* Start Available records *
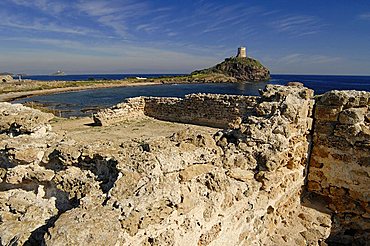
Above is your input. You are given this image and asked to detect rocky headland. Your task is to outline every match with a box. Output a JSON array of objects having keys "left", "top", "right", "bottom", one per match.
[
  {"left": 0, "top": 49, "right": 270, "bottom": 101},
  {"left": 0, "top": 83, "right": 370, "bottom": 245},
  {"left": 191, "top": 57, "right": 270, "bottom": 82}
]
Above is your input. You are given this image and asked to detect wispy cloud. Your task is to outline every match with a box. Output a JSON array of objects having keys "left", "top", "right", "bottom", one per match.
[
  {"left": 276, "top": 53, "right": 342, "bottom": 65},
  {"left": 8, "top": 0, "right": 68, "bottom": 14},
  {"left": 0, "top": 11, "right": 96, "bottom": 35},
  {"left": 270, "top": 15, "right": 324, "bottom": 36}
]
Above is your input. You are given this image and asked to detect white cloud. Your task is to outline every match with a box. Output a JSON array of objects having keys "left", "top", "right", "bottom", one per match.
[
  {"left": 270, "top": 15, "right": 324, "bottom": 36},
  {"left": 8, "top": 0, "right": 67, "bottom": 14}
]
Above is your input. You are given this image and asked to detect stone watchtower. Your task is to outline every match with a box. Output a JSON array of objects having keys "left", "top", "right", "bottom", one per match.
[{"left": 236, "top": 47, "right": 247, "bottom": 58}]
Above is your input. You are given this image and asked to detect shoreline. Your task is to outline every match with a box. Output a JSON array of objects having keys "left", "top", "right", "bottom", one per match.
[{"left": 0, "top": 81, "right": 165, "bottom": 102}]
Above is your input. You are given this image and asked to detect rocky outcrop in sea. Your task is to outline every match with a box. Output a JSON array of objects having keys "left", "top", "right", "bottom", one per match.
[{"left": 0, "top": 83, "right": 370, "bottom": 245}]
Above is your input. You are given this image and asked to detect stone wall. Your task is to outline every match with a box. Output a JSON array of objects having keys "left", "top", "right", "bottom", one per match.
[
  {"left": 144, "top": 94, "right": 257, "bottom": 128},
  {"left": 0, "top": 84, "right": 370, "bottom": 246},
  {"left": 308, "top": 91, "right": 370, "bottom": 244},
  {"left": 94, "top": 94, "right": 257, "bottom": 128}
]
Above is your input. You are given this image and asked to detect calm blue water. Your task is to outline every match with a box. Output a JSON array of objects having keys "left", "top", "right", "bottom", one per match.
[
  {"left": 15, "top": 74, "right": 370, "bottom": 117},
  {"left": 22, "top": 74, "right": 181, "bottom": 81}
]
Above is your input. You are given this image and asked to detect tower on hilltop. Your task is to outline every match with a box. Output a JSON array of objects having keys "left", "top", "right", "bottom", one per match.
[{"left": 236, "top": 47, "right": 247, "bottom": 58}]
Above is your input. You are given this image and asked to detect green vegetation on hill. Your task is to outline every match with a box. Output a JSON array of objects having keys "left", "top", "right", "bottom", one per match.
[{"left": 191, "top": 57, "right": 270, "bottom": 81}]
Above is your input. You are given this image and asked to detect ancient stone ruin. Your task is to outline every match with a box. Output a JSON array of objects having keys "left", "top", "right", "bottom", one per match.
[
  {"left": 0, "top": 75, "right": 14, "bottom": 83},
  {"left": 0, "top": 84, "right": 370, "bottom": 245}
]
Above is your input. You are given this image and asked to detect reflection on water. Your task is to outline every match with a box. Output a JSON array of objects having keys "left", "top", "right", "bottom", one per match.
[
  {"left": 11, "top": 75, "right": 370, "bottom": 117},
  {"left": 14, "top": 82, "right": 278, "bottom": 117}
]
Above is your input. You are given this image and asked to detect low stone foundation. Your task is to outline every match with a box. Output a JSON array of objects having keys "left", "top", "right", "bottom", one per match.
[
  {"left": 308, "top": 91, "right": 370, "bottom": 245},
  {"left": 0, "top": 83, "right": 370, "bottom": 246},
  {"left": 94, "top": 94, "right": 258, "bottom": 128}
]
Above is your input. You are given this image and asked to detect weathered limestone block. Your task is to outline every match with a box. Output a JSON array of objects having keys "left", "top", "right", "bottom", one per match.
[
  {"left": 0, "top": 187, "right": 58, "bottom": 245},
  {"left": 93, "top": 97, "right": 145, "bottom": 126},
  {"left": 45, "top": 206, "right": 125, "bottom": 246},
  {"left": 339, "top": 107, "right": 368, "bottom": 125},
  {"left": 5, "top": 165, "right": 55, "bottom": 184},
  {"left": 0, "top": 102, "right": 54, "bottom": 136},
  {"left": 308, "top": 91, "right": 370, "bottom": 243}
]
* End Available records *
Reproduce the material from the line containing "to detect low" through its end, requests included, and add 125 to every bounding-box coordinate in the answers.

Above is your input. You are given this image and asked to detect low stone foundation. Your task is to outline every match with a box. Output a JSON array of objects having keys "left", "top", "right", "bottom", one per match.
[
  {"left": 433, "top": 216, "right": 495, "bottom": 370},
  {"left": 125, "top": 208, "right": 495, "bottom": 371},
  {"left": 219, "top": 219, "right": 383, "bottom": 253}
]
Above is your input. You are given this image and asked to detect weathered limestone block. Your task is to outline every match with a box. Output a JSON array of objects having keys "left", "top", "right", "bottom", one per match.
[
  {"left": 125, "top": 312, "right": 183, "bottom": 370},
  {"left": 218, "top": 222, "right": 270, "bottom": 251},
  {"left": 170, "top": 331, "right": 250, "bottom": 371},
  {"left": 464, "top": 232, "right": 493, "bottom": 250},
  {"left": 130, "top": 290, "right": 180, "bottom": 309},
  {"left": 125, "top": 227, "right": 179, "bottom": 261},
  {"left": 433, "top": 216, "right": 495, "bottom": 368}
]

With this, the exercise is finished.